As a consequence of massive fiscal gap, the federal debt held by the public is projected to rise abruptly, from 35 percent in 2007, before the Great Recession , and 79 percent in 2019 to 104.4 percent in 2021 (or $21.9 trillion), and 107 percent in 2023, the highest level in the nation’s history, as the chart below shows. The gross federal debt to GDP, which includes intergovernmental holdings or debt owned by some federal agencies, such as Social Security trust funds, is even higher (it surpassed the economy's size several years ago).
But does all this debt matter, or should we stop worrying and love the (debt) bomb? You see, some mainstream economists, including the most renowned ones, argue that debt is not a problem in the current world of ultra-low interest rates . As long as the interest rate on government debt is lower than the GDP growth, we can roll over debt, and the debt-to-GDP ratio will slowly decline over time.
It’s hard to argue with mathematics. However, there are three critical problems here, which are hidden in the beauty of algebra. First, at some point, the public debt begins to drag down economic growth . This is because the current high public debt results from excessive unproductive government spending that extracts resources from the private sector, crowding out more productive spending.
Second, the current happy environment of ultra-low interest rates may not last forever . It may merely be not scalable. As John Cochrane asks :
Bond market investors lend 100% of GDP to the US government at 1% interest. Will they lend 200% of GDP at the same low interest rate, or will they start to require higher interest rates?
In other words, there is a limit of debt, beyond which markets will not lend and we will face a sovereign-debt crisis. This limit may be significantly higher than the current level of debt to GDP, but it exists. And finding this limit will be painful. You see, the debt crisis comes always as a surprise. Lehman Brothers borrowed at low rates until it didn’t. Greece borrowed at low rates until it didn’t.

(Detection annotation records)
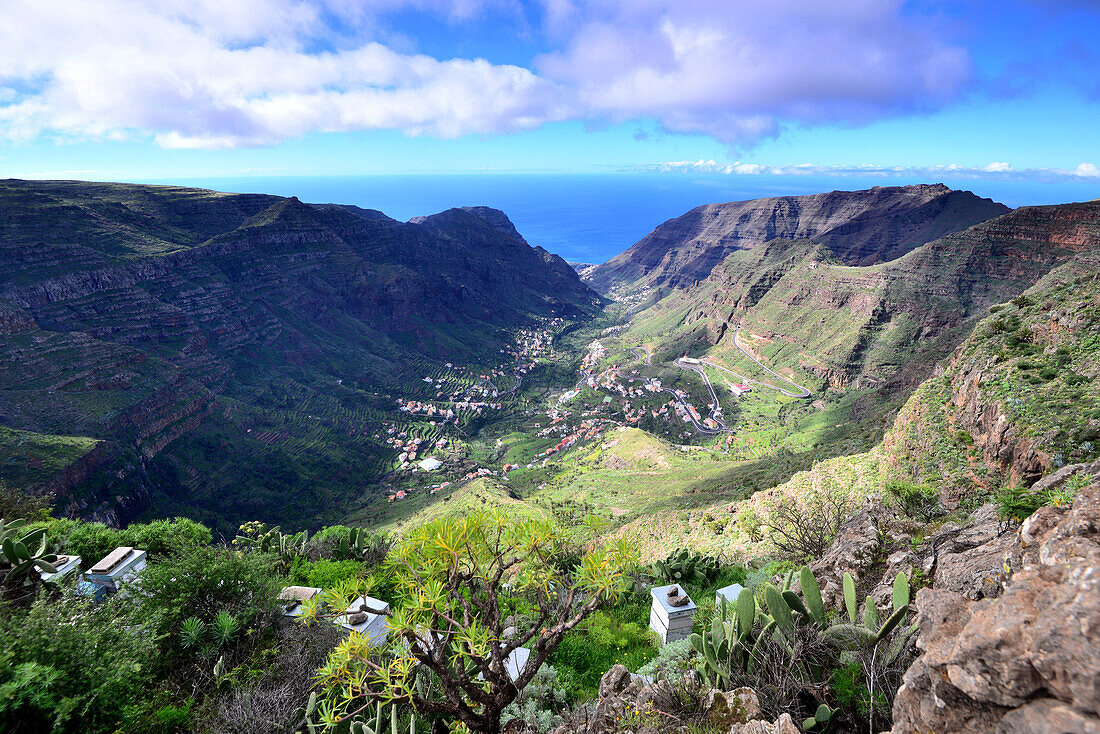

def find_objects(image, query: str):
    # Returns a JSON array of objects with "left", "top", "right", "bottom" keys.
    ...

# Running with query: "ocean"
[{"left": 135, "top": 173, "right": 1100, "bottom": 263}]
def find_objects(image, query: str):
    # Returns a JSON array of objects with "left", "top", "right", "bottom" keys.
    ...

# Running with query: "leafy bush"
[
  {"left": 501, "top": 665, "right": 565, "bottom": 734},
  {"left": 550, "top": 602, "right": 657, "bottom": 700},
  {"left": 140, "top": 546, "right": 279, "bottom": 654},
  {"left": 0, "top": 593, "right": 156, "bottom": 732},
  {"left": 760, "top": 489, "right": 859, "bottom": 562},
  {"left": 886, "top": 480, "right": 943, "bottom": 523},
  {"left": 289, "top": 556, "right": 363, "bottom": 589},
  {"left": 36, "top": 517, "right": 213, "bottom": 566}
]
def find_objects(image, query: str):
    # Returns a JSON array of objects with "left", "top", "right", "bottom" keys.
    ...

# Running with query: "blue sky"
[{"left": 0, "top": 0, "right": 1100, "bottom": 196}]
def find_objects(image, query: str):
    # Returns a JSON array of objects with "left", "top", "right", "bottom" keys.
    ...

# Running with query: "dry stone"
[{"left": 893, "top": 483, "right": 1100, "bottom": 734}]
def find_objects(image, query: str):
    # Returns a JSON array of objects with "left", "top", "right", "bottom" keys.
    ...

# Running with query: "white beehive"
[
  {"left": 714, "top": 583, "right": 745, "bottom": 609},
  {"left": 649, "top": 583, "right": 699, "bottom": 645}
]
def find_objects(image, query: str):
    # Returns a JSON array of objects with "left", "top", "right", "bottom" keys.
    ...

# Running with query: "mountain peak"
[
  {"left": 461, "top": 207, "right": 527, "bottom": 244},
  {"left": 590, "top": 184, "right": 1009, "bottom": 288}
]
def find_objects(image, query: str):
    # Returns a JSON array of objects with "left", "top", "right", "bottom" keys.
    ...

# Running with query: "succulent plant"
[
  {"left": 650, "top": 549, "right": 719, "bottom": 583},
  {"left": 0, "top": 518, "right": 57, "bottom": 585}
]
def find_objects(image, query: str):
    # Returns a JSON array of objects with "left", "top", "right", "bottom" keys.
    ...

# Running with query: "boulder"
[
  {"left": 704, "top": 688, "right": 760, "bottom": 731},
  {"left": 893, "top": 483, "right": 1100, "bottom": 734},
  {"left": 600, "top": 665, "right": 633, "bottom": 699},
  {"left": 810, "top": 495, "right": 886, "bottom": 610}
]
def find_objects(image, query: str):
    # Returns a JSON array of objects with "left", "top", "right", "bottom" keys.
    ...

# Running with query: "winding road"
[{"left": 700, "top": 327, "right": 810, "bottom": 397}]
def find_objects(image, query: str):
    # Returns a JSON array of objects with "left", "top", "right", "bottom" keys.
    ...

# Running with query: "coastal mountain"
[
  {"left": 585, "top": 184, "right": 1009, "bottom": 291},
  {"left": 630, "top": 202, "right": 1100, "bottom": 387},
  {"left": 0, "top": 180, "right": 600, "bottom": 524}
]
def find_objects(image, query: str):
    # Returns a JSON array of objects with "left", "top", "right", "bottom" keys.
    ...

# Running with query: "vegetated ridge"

Challenges -
[A] Count the lines of the records that contain the string "mountain", treating uppercase and lowercase letters as different. Give only the number.
[B] Continue the passage on federal debt from the point where it stops.

Answers to the exercise -
[A] 2

[B]
The third problem is that we can indeed roll over debt infinitely without destabilizing the debt-to-GDP ratio only when the government runs a primary surplus (revenues are greater than spending excluding debt interest payments), and the budget is structurally balanced. Yes, you guessed – this is not the case. The US government runs primary deficits , adding to the pile of debt, even though bond yields are lower than the GDP growth. Politicians are unable to produce balanced budgets as they want to support current consumption to please the voters.
Hence, the debt really matters, and it would need to be addressed eventually . How? Painfully. Through financial repression and inflation. That is how the US exited a massive debt-to-GDP ratio from WWII. True, the economic growth was fast, while the government ran primary surpluses for decades. But it’s only part of the story. The other is that interest rates were kept artificially low, while high inflation occurred in the late 1940s and devaluing much debt in the 1970s. Given the current sluggish growth and fiscal irresponsibility, the government will have to rely even more on inflation and financial repression.
So, the risk of either debt crisis or inflation outbreak to devalue the indebtedness should support the demand for gold as a safe-haven and as an inflation-hedge and, thus, the gold prices. The unpleasant truth is that the world fell into the debt trap – and the longer it sits there, the harder the escape will be. And the larger will be the expansion of the Fed’s balance sheet , due to the monetization of debt, and the more extended period of negative real interest rates , which should be bullish for gold.